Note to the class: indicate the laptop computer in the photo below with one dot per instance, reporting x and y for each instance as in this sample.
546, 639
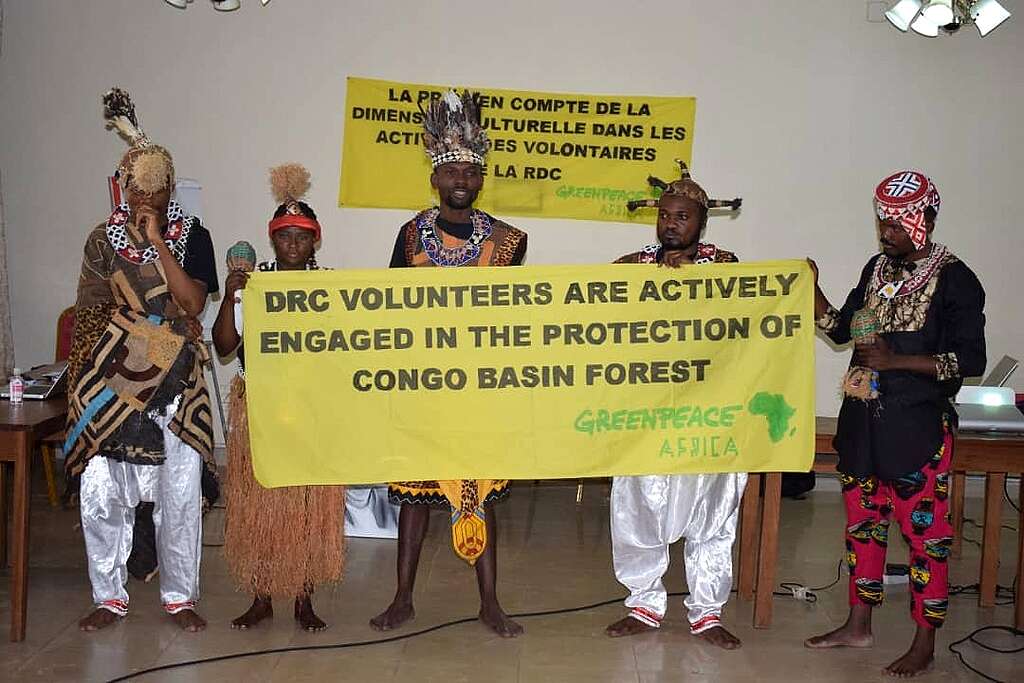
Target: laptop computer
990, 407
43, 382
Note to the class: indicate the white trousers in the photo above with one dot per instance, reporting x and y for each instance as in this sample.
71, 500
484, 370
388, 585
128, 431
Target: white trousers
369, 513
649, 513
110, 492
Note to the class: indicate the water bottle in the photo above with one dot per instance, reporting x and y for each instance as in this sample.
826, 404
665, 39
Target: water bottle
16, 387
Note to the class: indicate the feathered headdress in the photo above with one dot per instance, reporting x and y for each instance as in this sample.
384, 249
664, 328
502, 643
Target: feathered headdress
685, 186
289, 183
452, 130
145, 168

........

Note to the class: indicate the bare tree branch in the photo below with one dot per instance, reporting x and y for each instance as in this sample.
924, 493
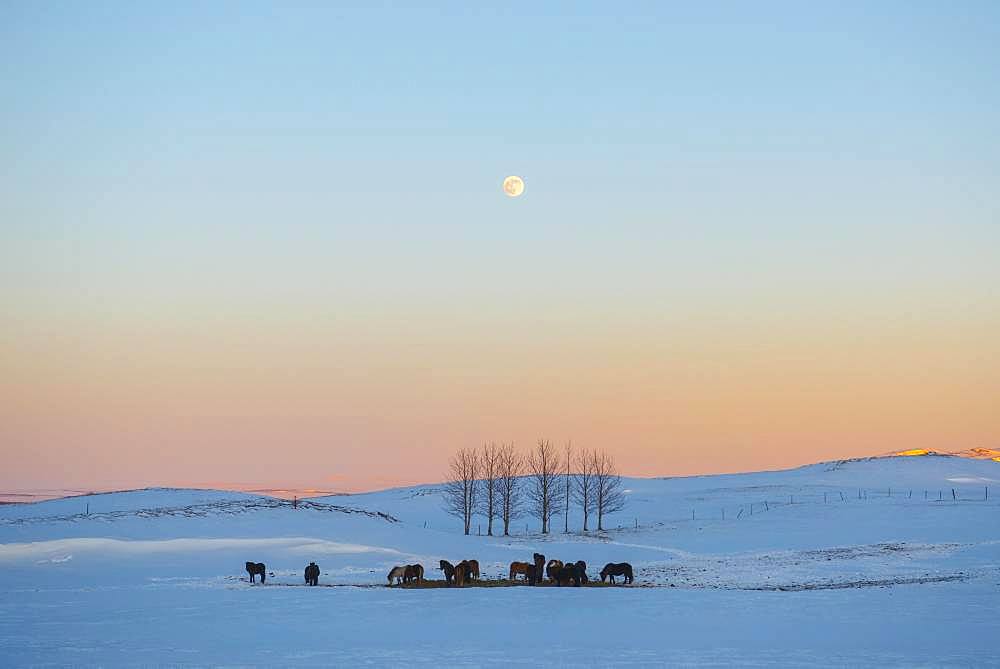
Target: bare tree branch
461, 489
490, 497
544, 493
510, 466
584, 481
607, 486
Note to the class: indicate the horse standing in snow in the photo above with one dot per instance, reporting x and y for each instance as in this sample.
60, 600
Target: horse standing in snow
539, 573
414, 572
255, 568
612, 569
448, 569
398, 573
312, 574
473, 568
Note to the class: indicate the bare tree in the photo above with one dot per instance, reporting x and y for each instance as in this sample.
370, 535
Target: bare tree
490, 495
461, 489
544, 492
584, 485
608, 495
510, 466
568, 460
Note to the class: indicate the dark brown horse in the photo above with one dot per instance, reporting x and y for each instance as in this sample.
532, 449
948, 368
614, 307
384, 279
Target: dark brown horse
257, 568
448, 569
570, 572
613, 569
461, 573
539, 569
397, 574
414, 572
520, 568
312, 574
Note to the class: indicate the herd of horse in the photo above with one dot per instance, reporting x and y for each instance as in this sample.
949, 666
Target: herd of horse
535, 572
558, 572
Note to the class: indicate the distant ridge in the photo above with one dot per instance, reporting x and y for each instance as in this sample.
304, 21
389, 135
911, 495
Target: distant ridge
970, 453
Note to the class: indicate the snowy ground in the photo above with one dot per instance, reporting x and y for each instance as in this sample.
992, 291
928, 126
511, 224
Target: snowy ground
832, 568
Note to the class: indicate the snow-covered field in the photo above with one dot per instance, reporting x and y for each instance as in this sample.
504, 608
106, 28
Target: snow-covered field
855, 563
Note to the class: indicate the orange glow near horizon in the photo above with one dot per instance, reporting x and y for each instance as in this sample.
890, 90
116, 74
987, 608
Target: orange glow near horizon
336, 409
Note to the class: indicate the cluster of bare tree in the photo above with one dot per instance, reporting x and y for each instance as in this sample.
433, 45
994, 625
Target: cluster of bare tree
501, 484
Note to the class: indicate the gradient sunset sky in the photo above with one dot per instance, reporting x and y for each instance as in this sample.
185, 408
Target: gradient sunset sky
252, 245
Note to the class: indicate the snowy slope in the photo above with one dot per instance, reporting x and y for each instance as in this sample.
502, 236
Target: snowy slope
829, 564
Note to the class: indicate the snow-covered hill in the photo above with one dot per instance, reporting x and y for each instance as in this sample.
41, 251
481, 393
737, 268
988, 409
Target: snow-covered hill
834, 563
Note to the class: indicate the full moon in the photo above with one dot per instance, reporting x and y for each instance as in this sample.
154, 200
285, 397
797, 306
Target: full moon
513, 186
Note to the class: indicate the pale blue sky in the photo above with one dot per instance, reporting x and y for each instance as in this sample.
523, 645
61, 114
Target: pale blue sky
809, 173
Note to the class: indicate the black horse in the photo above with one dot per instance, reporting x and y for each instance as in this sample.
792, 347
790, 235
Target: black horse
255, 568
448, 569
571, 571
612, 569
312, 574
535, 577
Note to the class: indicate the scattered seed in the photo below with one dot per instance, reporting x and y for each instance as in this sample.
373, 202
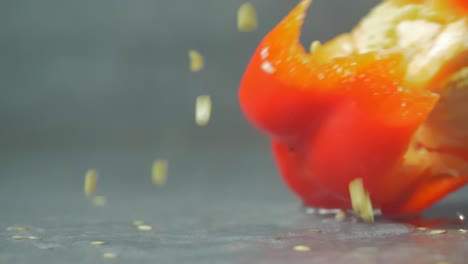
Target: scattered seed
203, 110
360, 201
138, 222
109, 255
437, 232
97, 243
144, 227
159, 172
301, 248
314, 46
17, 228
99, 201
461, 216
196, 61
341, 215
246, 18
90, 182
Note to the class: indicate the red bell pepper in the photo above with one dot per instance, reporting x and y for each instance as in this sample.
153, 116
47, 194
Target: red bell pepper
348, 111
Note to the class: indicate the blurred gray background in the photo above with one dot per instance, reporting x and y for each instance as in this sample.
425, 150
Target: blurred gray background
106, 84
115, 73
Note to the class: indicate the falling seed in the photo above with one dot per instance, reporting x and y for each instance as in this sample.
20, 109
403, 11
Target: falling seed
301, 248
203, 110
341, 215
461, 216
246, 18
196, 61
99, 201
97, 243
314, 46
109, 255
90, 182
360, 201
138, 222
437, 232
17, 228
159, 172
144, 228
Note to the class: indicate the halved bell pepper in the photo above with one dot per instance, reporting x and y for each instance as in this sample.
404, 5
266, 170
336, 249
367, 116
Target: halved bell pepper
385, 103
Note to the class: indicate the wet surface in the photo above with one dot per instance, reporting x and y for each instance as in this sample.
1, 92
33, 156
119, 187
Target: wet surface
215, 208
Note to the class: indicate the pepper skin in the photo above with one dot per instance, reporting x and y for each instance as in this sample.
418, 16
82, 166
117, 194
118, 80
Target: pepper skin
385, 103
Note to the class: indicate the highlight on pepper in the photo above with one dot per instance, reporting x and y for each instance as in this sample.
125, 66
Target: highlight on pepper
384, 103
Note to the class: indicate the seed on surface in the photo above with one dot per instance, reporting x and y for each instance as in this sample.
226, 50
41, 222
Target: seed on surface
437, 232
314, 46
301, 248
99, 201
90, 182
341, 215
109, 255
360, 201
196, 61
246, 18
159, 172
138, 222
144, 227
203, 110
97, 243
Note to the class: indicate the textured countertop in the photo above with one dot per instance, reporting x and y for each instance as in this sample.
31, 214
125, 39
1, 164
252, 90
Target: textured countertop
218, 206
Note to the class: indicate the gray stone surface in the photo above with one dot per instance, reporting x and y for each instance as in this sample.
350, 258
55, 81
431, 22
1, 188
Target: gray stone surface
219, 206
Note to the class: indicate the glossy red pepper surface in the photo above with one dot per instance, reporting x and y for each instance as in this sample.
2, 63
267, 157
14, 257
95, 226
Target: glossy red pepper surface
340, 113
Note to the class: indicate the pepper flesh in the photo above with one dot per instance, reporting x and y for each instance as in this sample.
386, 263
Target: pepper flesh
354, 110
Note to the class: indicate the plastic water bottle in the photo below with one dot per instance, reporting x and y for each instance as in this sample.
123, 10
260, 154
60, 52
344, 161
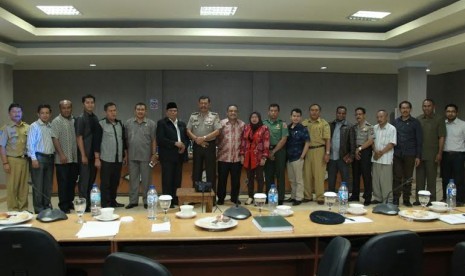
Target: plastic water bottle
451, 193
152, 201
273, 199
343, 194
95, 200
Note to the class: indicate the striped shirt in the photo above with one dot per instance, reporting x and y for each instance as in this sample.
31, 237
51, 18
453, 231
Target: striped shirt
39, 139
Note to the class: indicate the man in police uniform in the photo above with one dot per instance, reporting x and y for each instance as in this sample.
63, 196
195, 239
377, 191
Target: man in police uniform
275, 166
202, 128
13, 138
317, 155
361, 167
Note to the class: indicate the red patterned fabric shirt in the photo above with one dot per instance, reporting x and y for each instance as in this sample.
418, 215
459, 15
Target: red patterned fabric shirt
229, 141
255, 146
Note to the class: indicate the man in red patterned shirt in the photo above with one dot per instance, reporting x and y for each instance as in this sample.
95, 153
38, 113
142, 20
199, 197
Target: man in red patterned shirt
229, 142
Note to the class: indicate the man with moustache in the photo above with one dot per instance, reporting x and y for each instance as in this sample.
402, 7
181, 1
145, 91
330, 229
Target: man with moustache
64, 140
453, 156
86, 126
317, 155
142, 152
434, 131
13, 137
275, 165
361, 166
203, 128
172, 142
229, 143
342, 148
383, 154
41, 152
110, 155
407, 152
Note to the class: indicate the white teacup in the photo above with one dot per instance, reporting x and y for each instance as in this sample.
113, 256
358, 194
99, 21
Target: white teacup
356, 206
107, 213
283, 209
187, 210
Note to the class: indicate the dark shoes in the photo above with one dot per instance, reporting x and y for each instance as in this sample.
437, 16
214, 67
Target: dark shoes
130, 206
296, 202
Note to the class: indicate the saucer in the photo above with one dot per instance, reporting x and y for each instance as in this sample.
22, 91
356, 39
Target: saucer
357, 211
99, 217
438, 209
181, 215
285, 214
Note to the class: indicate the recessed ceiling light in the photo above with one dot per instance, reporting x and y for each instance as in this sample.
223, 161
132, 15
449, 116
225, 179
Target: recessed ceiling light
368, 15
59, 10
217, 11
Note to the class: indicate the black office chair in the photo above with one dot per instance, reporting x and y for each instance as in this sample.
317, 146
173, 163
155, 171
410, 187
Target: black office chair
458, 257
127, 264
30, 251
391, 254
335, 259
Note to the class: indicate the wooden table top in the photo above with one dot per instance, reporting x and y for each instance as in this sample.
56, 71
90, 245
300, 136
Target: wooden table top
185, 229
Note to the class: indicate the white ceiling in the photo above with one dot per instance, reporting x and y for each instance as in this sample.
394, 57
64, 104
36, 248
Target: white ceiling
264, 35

........

- **Required action**
The word to find is "below". Copy every line of the data that holds it.

- **Exercise answer**
Note to the class: indicate the laptop computer in the photo below with one dot per instance, reporting x and y for each instance as in this sample.
Note to the class: indicate the bare tree branch in the photo below with one dot per instance, reporting x and y for each instance as in this sample.
Note to the class: indicate the scattered seed in the photo below with one dot per instance, reporting x and y for each instance as in this sample.
Note to the class: indicate the plastic water bottle in the photo below with one dot per instance, reporting x and y for each instance as in this sample.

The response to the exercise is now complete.